Lays: mas acontece, né? Ninguém tá livre mesmo. A correria.

 

Ticiane: o carro já ta parado ali, nos esperando.

 

Lays: do outro lado?

 

Ticiane: não, tá do lado de cá mesmo. Mais aqui pra direita, Lays. Pronto, aí vai descer, já tá na pista. Isso aqui, minha direita.

 

[barulho de rua, vento, som entrando no carro]

 

Lays: boa tarde!

 

Homem 3: boa tarde!

 

Ticiane: olá boa tarde. [voz do gps] qual o teu nome?  

 

Homem 3: Aislan.


Ticiane: Aislan. Quantos anos, Aislan?

 

Homem 3: tenho 22.

 

Ticiane: 22. Aislan, você já transportou pessoa com deficiência no teu carro?

 

Homem 3: primeira vez.

 

Ticiane: primeira vez?

 

Homem3: porque assim, não tenho muito tempo rodando, tem uns nove meses só.

 

Ticiane: ah. A gente tá gravando um podcast sobre... Um episódio de podcast sobre acessibilidade, a cidade, e pessoa com deficiência e alguns temas que nos atravessam nesse lugar. A gente está gravando nesse momento, eu posso usar a tua voz no podcast?

 

Homem 3: se ficou bom, sim. [risos]

 

[barulho de vento muito forte]

 

Lays: ficou nervoso? Nem pareceu. [risos]

 

Lays: tão natural, quanto a luz do dia.

 

Ticiane: não é? Foi tranquilo, foi um papo ótimo, muito bom, obrigada. Obrigada pra você também, bom trabalho.

 

Homem 3: se puder avaliar?

 

Ticiane: avalio sim!

 

Lays: nada de sinal, né? Pelo que a gente já andou.

 

Ticiane: não. [risos] e eu tô olhando aqui, acho que também não tem não pra lá.

 

Lays: tem não? Vamos arriscar? Quer arriscar?

 

Ticiane: tem uma aqui, tem uma passagem de pedestre aqui, mas ela não é... Ela é faixa, mas só tem aquele sinal que fica piscando tempo inteiro, sabe?

 

Lays: eu sei. Vamos testar, a gente até aproveita pra ver a educação dos maceioenses.

 

Ticiane: igual no centro, né? [risos] mesmo com o sinal aberto.

__________________________________________________

INSTRUÇÕES DO EXERCÍCIO =>
Continue a transcrição acima do podcast sobre acessibilidade a partir da última fala.

DADOS FORNECIDOS =>
__________________________________________________

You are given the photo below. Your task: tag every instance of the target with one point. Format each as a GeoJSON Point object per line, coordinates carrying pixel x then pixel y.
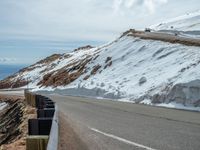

__________________________________________________

RESPOSTA CORRETA =>
 

Lays: vamos ver.

 

Tici: olha, já pararam aqui. Já parou.

 

[ambiência, som de freio de carro, som de bengala arrastando no chão]

 

Ticiane: super fácil, foi só botar a bengala. [risos]

 

Lays: foi! Achei tranquilo. Achei que... Tem tanto lugar que demora mais.

 

Ticiane: aí, chegamos. Tem uma árvore aqui, mais pro lado de lá [barulho de moto passando]. Aí. Foi.

 

[ambiência, vento]

 

Ticiane: quer ir pro meu lado direito pra ganhar referência da parede?

 

[ambiência, vento]

 

Ticiane: agora foi. Acho que agora, eu tô menos tensa. [risos] eu tava mais tensa, acho que no centro, eu tava mais tensa. Era muita coisa no meio do caminho, muita gente o tempo inteiro atravessando e, enfim, muito [frase interrompida]. Boa tarde!

 

Lays: boa tarde.

 

Mulher 1: [incompreendido]

 

Ticiane e Lays: obrigada.

 

Lays: você pensa por mim, né? Pra andar ali e eu também [frase inaudível].

 

Ticiane: é.

 

[ambiência]

 

Ticiane: pararam pra gente, bora. Obrigada! [ambiência] olha o poste em cima. Aí, pode subir aí. Isso.

 

Ticiane: como que é a Lays mãe? Que eu descobri esses dias! [risos]

 

Lays: [risos] foi mesmo?

 

Ticiane: foi, eu fui te procurar no Instagram, que eu não tinha olhado ainda, aí comecei a futucar e vi você com ele.

 

Lays: tem 13 anos, Gabriel.

 

Ticiane: Gabriel.

 

Lays: e sou mãe da Liz também, minha cachorrinha.

 

Ticiane: e aí, como que é o que essa rotina?

 

Lays: assim, ele convive mais com a minha mãe, porque como a minha mãe mora no interior e mora só, ele é a companhia dela, sabe? Aí, mas a gente sempre está junto no final de semana, quando tem eventos na escola também. Eu procuro ser bem presente na vida dele, sabe? E é isso, é o meu fofurinho.

 

Ticiane: como que foi assim esse momento...

 

Lays: de mudança, né?

 

Ticiane: [...] de mudança, de adaptação, enfim. Mesmo ele morando longe, deve ter sentido, né, aí esse lugar do...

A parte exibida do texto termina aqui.